[begin RECORDS]

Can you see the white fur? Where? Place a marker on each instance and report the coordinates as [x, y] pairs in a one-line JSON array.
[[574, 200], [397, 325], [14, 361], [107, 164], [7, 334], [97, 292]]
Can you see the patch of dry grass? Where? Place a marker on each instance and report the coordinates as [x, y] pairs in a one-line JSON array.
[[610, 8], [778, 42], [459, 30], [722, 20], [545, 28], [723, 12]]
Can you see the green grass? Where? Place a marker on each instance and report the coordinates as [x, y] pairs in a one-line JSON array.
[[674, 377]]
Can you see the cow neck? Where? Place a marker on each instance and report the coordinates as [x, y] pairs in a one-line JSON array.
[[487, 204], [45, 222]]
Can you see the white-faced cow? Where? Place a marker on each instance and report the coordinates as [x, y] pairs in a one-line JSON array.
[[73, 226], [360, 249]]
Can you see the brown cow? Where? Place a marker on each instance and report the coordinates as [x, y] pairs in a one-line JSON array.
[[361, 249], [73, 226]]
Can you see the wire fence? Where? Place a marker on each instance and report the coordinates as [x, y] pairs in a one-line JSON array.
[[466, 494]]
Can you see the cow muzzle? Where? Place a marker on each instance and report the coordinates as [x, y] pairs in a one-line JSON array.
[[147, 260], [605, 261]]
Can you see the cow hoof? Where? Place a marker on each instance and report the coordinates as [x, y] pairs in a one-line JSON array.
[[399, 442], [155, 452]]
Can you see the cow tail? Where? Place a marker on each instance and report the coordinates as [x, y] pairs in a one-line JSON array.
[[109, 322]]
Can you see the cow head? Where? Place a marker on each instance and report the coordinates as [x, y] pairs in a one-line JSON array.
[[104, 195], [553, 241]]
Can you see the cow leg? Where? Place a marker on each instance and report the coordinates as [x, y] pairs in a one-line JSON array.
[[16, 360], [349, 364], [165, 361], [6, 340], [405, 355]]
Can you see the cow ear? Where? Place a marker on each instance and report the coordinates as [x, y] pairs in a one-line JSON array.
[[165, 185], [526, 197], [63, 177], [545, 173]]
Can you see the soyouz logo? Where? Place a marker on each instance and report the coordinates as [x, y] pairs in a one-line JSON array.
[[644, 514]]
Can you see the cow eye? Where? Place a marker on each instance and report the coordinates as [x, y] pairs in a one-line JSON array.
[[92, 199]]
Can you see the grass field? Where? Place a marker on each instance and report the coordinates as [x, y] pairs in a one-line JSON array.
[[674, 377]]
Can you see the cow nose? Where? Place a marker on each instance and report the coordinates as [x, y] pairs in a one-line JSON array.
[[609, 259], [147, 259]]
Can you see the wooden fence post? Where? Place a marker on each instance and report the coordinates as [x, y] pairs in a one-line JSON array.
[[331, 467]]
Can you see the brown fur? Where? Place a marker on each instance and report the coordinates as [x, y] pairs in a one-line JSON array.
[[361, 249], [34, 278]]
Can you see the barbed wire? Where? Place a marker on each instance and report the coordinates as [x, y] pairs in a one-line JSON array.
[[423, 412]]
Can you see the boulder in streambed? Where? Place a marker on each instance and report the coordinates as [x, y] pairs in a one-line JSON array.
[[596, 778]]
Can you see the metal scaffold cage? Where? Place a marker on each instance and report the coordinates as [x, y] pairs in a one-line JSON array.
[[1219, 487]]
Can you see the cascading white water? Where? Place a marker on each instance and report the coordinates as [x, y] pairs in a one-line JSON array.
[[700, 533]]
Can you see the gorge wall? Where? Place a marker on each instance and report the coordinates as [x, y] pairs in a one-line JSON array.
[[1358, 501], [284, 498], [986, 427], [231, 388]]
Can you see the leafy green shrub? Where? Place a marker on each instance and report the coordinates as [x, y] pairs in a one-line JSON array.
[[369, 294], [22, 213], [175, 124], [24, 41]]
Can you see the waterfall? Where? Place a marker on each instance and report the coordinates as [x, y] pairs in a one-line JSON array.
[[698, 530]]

[end RECORDS]

TASK INSTRUCTIONS ▸ Return every line of the records above as a JSON list of strings, one string per line, leaving out any blank lines.

FINAL RESULT ▸
[
  "Can you see the white fur? Where? Place a marker on each instance and report the coordinates as [x, y] pairs in a one-line JSON array.",
  "[[574, 200], [397, 325], [14, 361], [107, 164], [7, 334], [97, 292]]",
  "Can you see the patch of dry grass? Where? Place a marker on each instance and report the coordinates as [x, y] pairs in a one-line JSON array.",
  "[[610, 8], [778, 42], [459, 30], [722, 20], [545, 28], [723, 12]]",
  "Can you see the green grass? Where? Place a marker on each instance and report the coordinates as [x, y] pairs in a one-line JSON array.",
  "[[674, 377]]",
  "Can you see the cow neck? Where? Place a marker on each instance and report the coordinates as [x, y] pairs in a one-line JSON array.",
  "[[487, 204], [45, 222]]",
  "Can you see the white-faced cow? Where? Place a marker on each instance and report the coordinates as [x, y] pairs in a one-line JSON array.",
  "[[73, 226], [360, 249]]",
  "Can you see the brown cow? Where? Place a marker on each instance and report the coordinates as [x, y] pairs in a one-line JSON array.",
  "[[361, 249], [73, 226]]",
  "Can you see the wire fence? Where? Place a marker on each instance and report the coordinates as [x, y] pairs in a one-line JSON array.",
  "[[466, 494]]",
  "Can you see the cow muzzle? Where? Place a marker on each instance and report the coordinates as [x, y] pairs in a one-line JSON array.",
  "[[147, 260], [605, 261]]",
  "Can you see the cow hoof? Where? Place a marker on each instance and report the coordinates as [x, y] pairs in a one-line JSON array.",
  "[[399, 442], [155, 452]]",
  "Can you see the cow tail? Where? Place a marker on each instance and report the coordinates as [x, y] pairs in a one-line JSON array.",
  "[[109, 322]]",
  "Can you see the cow head? Where? Place a marker on each instance and report the coordinates as [x, y] pairs in a one-line JSON array.",
  "[[104, 195], [553, 241]]",
  "Can you see the cow leg? Where? Place a marker on each instance and report the coordinates as [x, y] pairs in a one-line JSON array.",
  "[[16, 360], [349, 364], [165, 361], [6, 340], [405, 355]]",
  "Can you see the cow ear? Where? Place a marker on each instance and report the coordinates as [x, y] pairs in a one-line JSON array.",
  "[[165, 185], [526, 197], [63, 177], [545, 173]]",
  "Can you see the soyouz logo? Where? Place a marker on each instance and report the coordinates as [x, y] pairs in a one-line JSON array.",
  "[[644, 514]]",
  "Can you see the cow eye? Where? Place a marker on each instance and report the coordinates as [x, y] pairs in a one-line JSON array.",
  "[[92, 199]]",
  "Can you see the grass field? Where? Place a marker on each instance and report the coordinates as [x, y] pairs in a one-line JSON array.",
  "[[674, 377]]",
  "Can you see the cow nose? Where? Place a marker on each instance and report the coordinates as [x, y] pairs in a one-line JSON array.",
  "[[609, 259], [147, 259]]",
  "Can you see the wooden fence post? Where? Place a marker on each instance and report the coordinates as [x, y] pairs in a one-line JSON array.",
  "[[331, 467]]",
  "Can you see the brown fur? Where? Place a marker on each instance and report the coordinates as [x, y] pairs in a one-line JSON array.",
  "[[361, 249], [34, 278]]",
  "Can you see the barbed wire? Where? Place a marker on each instance and report the coordinates as [x, y] pairs in a one-line JSON array.",
  "[[423, 412]]",
  "Can you see the boulder in streambed? Where? Place a marker on each instance and report the coordinates as [x, y] pairs in a one-line JSON array.",
  "[[596, 778]]",
  "Can you see the metal scaffold cage? Where? Place a marker on each instance and report the coordinates as [x, y] pairs in a one-line JSON array.",
  "[[1219, 487]]",
  "Can you see the cascading white water? Where? Place a marker on each instance and report the coordinates as [x, y] pairs in a one-line JSON array.",
  "[[700, 533]]",
  "Can you see the gorge wall? Where? Place a marker on each instance and report the coordinates as [x, y] pairs in a one-line JSON array.",
  "[[1358, 501], [284, 498], [986, 427], [231, 388]]",
  "Can you see the leafy green shrub? Where? Place a marker on each instance and report the coordinates as [x, y] pairs in a one-line JSON array.",
  "[[369, 294], [22, 213], [175, 124], [24, 41]]",
  "Can you see the waterfall? Where? Place a marker on each instance and report the coordinates as [x, y] pairs in a one-line JSON array.",
  "[[698, 530]]"
]